LISTED RECORDS below:
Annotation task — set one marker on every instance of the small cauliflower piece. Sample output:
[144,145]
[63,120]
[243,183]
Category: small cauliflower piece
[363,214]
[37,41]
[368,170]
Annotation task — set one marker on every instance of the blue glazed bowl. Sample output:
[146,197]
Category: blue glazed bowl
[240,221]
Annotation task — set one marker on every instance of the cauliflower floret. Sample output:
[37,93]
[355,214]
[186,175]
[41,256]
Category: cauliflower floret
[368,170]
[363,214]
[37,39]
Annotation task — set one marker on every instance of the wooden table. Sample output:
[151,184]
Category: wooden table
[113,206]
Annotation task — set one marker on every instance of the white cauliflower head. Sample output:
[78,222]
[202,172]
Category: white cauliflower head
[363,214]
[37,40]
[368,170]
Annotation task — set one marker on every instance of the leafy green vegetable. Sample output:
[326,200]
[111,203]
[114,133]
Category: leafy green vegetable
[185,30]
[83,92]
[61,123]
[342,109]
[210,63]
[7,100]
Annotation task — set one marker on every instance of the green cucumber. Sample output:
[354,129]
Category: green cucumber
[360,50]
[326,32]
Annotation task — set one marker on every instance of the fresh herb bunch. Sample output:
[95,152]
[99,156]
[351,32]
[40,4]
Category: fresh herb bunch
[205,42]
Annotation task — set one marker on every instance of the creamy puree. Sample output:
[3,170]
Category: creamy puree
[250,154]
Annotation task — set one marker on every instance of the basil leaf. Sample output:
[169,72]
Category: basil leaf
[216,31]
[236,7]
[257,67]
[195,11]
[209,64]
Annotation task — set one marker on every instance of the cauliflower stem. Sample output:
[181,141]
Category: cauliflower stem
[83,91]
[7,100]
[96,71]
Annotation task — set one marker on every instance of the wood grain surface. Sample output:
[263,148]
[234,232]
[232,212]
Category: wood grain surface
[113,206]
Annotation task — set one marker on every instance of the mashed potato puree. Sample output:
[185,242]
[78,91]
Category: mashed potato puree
End of LISTED RECORDS.
ABOUT THIS EXERCISE
The answer must contain every line of the material, unchanged.

EXERCISE SOLUTION
Annotation task — set one marker on every instance of the small cauliflower piece. Sample output:
[144,145]
[63,120]
[243,183]
Category: small cauliflower piece
[363,214]
[37,41]
[368,170]
Annotation task — set one marker on every instance of the blue glazed bowl. Sample output:
[146,197]
Category: blue glazed bowl
[240,221]
Annotation task — set one marker on every instance of the cauliflower floret. Sample output:
[37,93]
[355,214]
[186,175]
[41,256]
Category: cauliflower floret
[368,170]
[363,214]
[37,39]
Annotation task — set one marker on every instance of the wooden table. Sample output:
[151,184]
Category: wooden table
[113,206]
Annotation task — set one marker on every instance of the white cauliflower head. Sample output:
[78,222]
[202,172]
Category: white cauliflower head
[363,214]
[37,40]
[368,170]
Annotation task — set one marker on every instance of the leafy green vegetable. Sample output:
[326,200]
[111,203]
[114,133]
Category: leafy green vegetable
[185,30]
[83,92]
[61,123]
[342,109]
[210,63]
[7,100]
Annotation task — set one marker on every instance of the green cucumber. Sample output:
[354,129]
Category: green cucumber
[360,50]
[326,32]
Annotation task — set one marker on every instance of the fresh herb bunch. Sample output:
[95,152]
[99,156]
[351,32]
[40,4]
Category: fresh herb bunch
[205,42]
Annotation task — set one marker on every instance of the creamy puree. Sample output:
[3,170]
Category: creamy puree
[250,154]
Annotation task — set one marker on every instance of the basil leaf. Sample output:
[169,72]
Category: basil leaf
[216,31]
[236,7]
[257,67]
[195,11]
[209,64]
Annotation task — set one marker on every instance of the cauliflower stem. Sample output:
[181,141]
Category: cauliflower stem
[83,91]
[7,100]
[96,71]
Annotation task — set one marker on every instance of the wood grain surface. Sample output:
[263,148]
[234,232]
[232,212]
Category: wood grain surface
[113,206]
Annotation task — set one marker on every instance of the mashed potato puree. Sample output:
[185,242]
[78,91]
Category: mashed potato puree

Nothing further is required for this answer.